▶ **INSTRUCTIONS FOR THE TASK**:
Please copy from the k-NN quiz, word for word, the part that begins with the words containing "Question 2 Multiple" and ends with "explains this pattern?".

▶ **SELECTED PASSAGE**:
- - -
A k-NN classifier is trained on a dataset with two features: age (range 0–80 years) and annual income (range $0–$500,000). No feature scaling is applied. What is the most likely consequence?
AThe model will fail to converge because k-NN requires normalized inputs to compute gradients
BIncome will dominate the distance calculation, effectively making age irrelevant to the predictions
CAge will dominate because biological age has more predictive power than income for most tasks
DBoth features contribute equally, because k-NN uses rank-order comparisons rather than raw distances
k-NN computes distances directly in feature space. Income spans 500,000 units while age spans only 80 — a difference of 1 in income is negligible, but it swamps a difference of 1 year in age. In Euclidean distance, the feature with the larger numeric range dominates the distance calculation, rendering smaller-scale features nearly invisible. This is why feature scaling (standardization or min-max normalization) is not optional for k-NN — it is a prerequisite for meaningful distance computation. k-NN has no training phase that could 'learn' to weight features correctly.
Question 2 Multiple Choice
A k-NN model with k=1 achieves 100% accuracy on training data but only 62% on held-out test data. Increasing k to 15 gives 88% training accuracy and 85% test accuracy. What best explains this pattern?
Ak=1 memorizes each training point perfectly — there is always a neighbor with distance zero — but overfits to noise; larger k smooths the decision boundary by averaging over more neighbors
Bk=1 is computationally faster, so it processes more training data before the time limit, learning more patterns
Ck=15 selects from a larger pool of training examples, effectively training on 15 times as much data
DIncreasing k introduces beneficial randomness that prevents the model from latching onto spurious correlations
With k=1, every training point is its own nearest neighbor, giving 100% training accuracy by definition — but this extreme overfitting means the decision boundary zigzags to accommodate every training example, including mislabeled or noisy ones. Increasing k requires a majority vote among k neighbors, smoothing out individual errors. This is the bias-variance tradeoff in k-NN: k=1 has high variance (sensitive to noise), large k has higher bias (misses local structure). k-NN has no explicit training step, so training speed is irrelevant.
- - -
▶ **EXTRACTED RECORDS**:
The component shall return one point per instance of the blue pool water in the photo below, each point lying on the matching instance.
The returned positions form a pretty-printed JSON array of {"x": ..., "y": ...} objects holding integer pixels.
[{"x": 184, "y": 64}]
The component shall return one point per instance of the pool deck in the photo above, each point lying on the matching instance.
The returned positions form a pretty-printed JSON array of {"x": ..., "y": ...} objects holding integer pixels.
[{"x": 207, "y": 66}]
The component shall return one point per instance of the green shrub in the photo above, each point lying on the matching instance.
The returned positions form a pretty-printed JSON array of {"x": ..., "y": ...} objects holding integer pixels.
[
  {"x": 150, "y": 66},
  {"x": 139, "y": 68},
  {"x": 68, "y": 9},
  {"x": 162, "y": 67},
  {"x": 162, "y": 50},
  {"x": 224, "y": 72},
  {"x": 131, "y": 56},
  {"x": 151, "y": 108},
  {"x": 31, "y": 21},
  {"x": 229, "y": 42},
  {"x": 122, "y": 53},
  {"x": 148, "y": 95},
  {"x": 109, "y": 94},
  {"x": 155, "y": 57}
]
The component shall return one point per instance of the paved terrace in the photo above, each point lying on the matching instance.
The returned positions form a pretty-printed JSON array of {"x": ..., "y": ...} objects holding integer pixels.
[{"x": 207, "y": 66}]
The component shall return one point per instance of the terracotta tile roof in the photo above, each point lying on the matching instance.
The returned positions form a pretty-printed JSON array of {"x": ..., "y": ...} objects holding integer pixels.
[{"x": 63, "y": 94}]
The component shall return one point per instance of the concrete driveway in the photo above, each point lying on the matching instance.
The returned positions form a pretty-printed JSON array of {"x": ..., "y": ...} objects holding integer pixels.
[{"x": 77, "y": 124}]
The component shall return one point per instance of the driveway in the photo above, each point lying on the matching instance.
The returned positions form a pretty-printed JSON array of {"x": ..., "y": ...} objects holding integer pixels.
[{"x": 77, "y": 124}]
- - -
▶ **RESULT OF THIS EXERCISE**:
Question 2 Multiple Choice
A k-NN model with k=1 achieves 100% accuracy on training data but only 62% on held-out test data. Increasing k to 15 gives 88% training accuracy and 85% test accuracy. What best explains this pattern?